▶ **PROBLEMS TO WORK ON**
1 > Reproduce the passage of the article on the Pacific trade deal and drug costs starting at "But there is" and ending at "plain cigarette packaging.".
2 > Continue the article on the Pacific trade deal and drug costs from its last sentence.

▶ **DOCUMENT TEXT**
· · · · ·
And that is just one drug.

"US senator Orrin Hatch has said there can’t be a TPP without 12 years of data protection for biologics and I think that would be a disaster in Australia," Dr Lopert said.

But Trade Minister Andrew Robb said he shared the concern and he had not conceded anything to increase protections for pharmaceutical companies under this new trade deal.

"I haven’t conceded anything on that score. I do feel that this is a free trade agreement, this is not an agreement that’s to be used by others to increase protection for pharmaceuticals," he said.

"And that’s a point I’ve made in negotiations, time and time again."

Dr Lopert disagrees based on leaked documents from the negotiations.

"Analyses of potential costs to the PBS in delays in generic and biosimilar market entry can’t simply be dismissed as scaremongering. The numbers are real."

The ’chilling effect’ of the Investor State Dispute Settlement

But there is another looming fear from these trade negotiations that was specifically kept out of the Australia-US free trade deal a decade ago.

It is called ISDS – Investor State Dispute Settlement – a mechanism which allows foreign corporations to sue governments, such as Australia, outside their court system.

"The ISDS is there to give investors protection in those markets where we don’t understand the legal system; where the legal system may not, you know, be as fair as we think it should be," Mr Robb said.

Australia is already being sued by tobacco giant Philip Morris via a similar ISDS mechanism over the introduction of plain cigarette packaging.

It was in an investment treaty Australia did with Hong Kong. The legal fight is now being decided by a secret panel of three people with the result due out late next year.

Dr Lopert warned other governments were being sued for denying patents.

"The Canadian government is being sued by Eli-Lily to the tune of $500 million dollars – [these are] not theoretical concerns these are actual concerns," she said.

But it is not just the potential cost of these lawsuits that worries experts, it is the scope for intimidation.

"They have a chilling effect on policymakers whether to pursue certain policies [like plain packaging] that are creative and forward thinking," Dr Lopert said.
Data protection and being a good global citizen

Dr Lopert sees holes in the American drug companies’ own arguments for extending data protection.
· · · · ·
▶ **INFORMATION PROVIDED**
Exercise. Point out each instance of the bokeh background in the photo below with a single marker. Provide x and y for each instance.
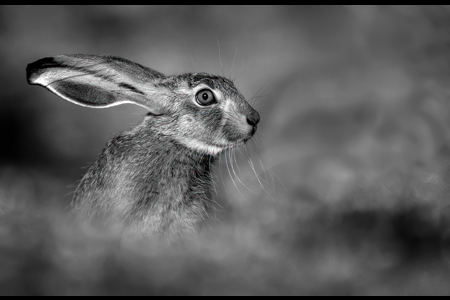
(343, 191)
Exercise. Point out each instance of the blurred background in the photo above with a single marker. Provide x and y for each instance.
(343, 191)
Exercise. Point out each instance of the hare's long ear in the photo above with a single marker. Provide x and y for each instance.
(98, 81)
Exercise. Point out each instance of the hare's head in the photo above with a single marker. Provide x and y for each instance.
(206, 113)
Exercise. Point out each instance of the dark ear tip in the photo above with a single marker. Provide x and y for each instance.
(36, 68)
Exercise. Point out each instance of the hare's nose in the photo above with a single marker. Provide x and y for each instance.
(253, 118)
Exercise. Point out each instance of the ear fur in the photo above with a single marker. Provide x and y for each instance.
(98, 81)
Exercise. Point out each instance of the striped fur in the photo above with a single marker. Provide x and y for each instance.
(155, 178)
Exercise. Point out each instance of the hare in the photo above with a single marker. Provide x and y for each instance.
(155, 178)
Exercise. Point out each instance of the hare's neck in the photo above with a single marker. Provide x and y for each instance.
(143, 175)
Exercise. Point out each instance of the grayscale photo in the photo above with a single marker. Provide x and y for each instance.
(211, 150)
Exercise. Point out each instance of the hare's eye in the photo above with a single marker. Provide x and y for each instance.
(205, 97)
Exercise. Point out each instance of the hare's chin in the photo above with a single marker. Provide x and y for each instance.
(210, 148)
· · · · ·
▶ **RESPONSE LIST**
1 >
But there is another looming fear from these trade negotiations that was specifically kept out of the Australia-US free trade deal a decade ago.

It is called ISDS – Investor State Dispute Settlement – a mechanism which allows foreign corporations to sue governments, such as Australia, outside their court system.

"The ISDS is there to give investors protection in those markets where we don’t understand the legal system; where the legal system may not, you know, be as fair as we think it should be," Mr Robb said.

Australia is already being sued by tobacco giant Philip Morris via a similar ISDS mechanism over the introduction of plain cigarette packaging.

2 >
"The US’ own federal trade commission has said that’s not needed – the White House said in its budget proposal each year that data protection should be reduced to seven years," she said.

"There has to be competition otherwise medicines will become completely unaffordable and not just in poor countries – for Americans without insurance, they’re unaffordable already."

She also cited the effect increased drug costs would have in developing nations.

"Increasing the duration and scope of patents in Vietnam has the potential to reduce the availability of treatment for a large number of people in Vietnam and put prices for the [treatment] up over a period of time.

"It’s important to have larger expanding export markets and there’s a real trade-off between the objectives of economic policy and the objectives of health policy," Dr Lopert said.

"Inevitably public health policies and objectives will often take a back seat to economic objectives.

"Australia as a good global citizen has an obligation to consider the interests of its neighbours in its negotiation – not just be concerned about Australian interests."

’Months and months’ to scrutinise any deal

No matter what is in the text, Australia will be under pressure to make it happen.

Mr Robb has attempted to reassure the Australian public that despite signing any deal the Parliament will have "months and months" to scrutinise it.

It cannot be changed.

Australia as an ally of the US is already being leaned on.

President Barack Obama just last month said the implications of China negotiating trade rules for the 21st century will mean the US will be cut out or deeply disadvantaged.

"If we don’t write the rules out there, China’s going to write the rules," Mr Obama said.